_What you have to do_
Lay out the lines below as a Markdown table with the columns Row and Line, starting at the line that contains "the water ripple" and ending at the last line of the items, both included. Number each row and leave out blank lines.

[Data records]
• • •

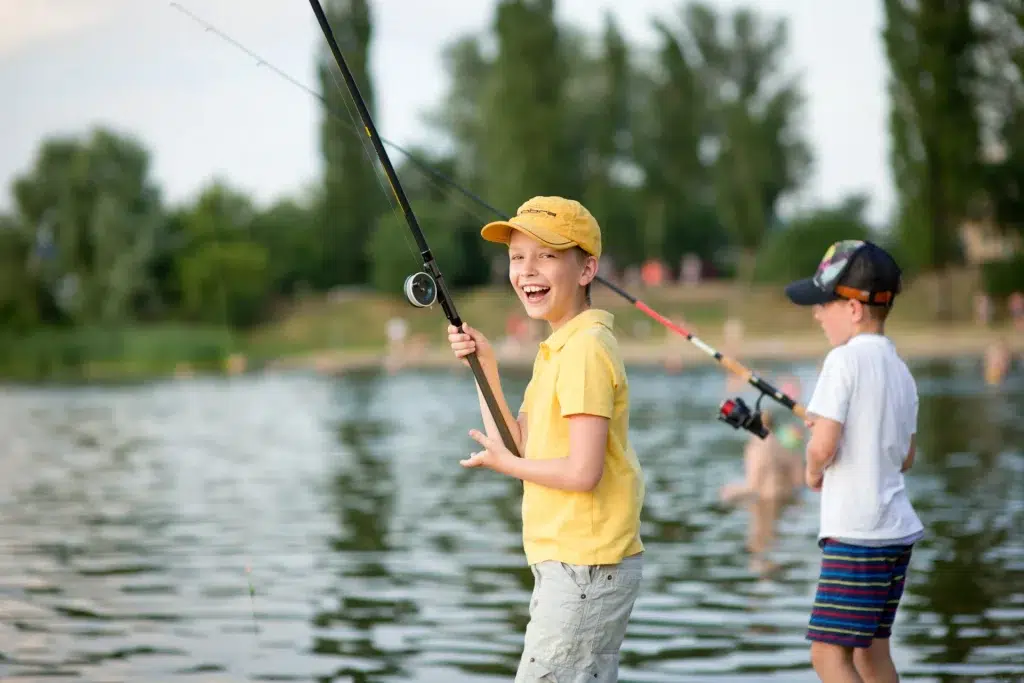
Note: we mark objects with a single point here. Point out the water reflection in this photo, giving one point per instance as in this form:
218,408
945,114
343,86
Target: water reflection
128,516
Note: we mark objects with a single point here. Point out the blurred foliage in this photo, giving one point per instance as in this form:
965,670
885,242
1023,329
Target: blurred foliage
689,145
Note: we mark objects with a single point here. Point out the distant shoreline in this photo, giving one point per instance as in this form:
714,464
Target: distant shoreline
675,353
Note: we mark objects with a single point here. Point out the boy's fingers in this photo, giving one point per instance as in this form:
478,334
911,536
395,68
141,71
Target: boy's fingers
480,437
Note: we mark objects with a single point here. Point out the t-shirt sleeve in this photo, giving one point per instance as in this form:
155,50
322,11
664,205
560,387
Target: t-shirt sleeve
834,388
913,412
586,382
525,399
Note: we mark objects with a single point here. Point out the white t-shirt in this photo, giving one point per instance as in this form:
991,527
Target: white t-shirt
865,385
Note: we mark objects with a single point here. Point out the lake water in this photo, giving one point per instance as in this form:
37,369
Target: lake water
129,516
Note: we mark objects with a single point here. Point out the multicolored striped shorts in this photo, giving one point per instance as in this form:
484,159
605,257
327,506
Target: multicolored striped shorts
858,592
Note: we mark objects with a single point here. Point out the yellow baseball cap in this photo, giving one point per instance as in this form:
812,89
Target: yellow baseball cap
555,221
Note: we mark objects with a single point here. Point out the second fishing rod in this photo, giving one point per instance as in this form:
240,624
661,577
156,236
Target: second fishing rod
425,288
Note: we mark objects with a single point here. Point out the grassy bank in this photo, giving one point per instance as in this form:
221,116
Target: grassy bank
349,331
113,353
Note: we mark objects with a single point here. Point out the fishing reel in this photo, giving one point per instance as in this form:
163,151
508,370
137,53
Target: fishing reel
736,414
421,290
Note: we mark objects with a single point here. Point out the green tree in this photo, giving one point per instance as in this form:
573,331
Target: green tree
605,108
352,196
932,50
223,271
754,141
94,217
795,250
678,214
526,148
1001,70
392,251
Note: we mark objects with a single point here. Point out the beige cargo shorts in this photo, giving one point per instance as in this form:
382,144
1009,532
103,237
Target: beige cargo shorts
578,619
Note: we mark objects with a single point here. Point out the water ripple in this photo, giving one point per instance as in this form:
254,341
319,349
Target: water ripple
133,521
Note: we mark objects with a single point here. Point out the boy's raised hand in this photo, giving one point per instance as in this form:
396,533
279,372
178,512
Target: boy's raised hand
469,340
493,456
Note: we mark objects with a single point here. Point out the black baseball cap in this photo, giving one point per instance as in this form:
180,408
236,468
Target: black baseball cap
850,269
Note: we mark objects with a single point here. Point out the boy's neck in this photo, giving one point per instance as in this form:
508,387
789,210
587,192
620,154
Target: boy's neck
868,328
556,325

• • •

_Answer to the problem_
| Row | Line |
|---|---|
| 1 | Note: we mark objects with a single point here. Point out the water ripple in this photo, giving one point per instance as in this form: |
| 2 | 254,341 |
| 3 | 319,349 |
| 4 | Target: water ripple |
| 5 | 133,521 |
| 6 | Note: we mark objects with a single point here. Point out the boy's raised hand in this photo, giving one point per instance as in this form: |
| 7 | 396,533 |
| 8 | 279,372 |
| 9 | 178,512 |
| 10 | Target: boy's raised hand |
| 11 | 469,340 |
| 12 | 493,456 |
| 13 | Note: we mark objects with a single point here. Point out the black baseball cap in this photo, giving one point per instance as in this form: |
| 14 | 180,408 |
| 15 | 236,468 |
| 16 | Target: black baseball cap |
| 17 | 850,269 |
| 18 | Note: we mark objects with a single point here. Point out the boy's neck in this photo, giving one point per instance as in this form: |
| 19 | 508,387 |
| 20 | 789,210 |
| 21 | 587,192 |
| 22 | 620,154 |
| 23 | Target: boy's neck |
| 24 | 868,328 |
| 25 | 556,325 |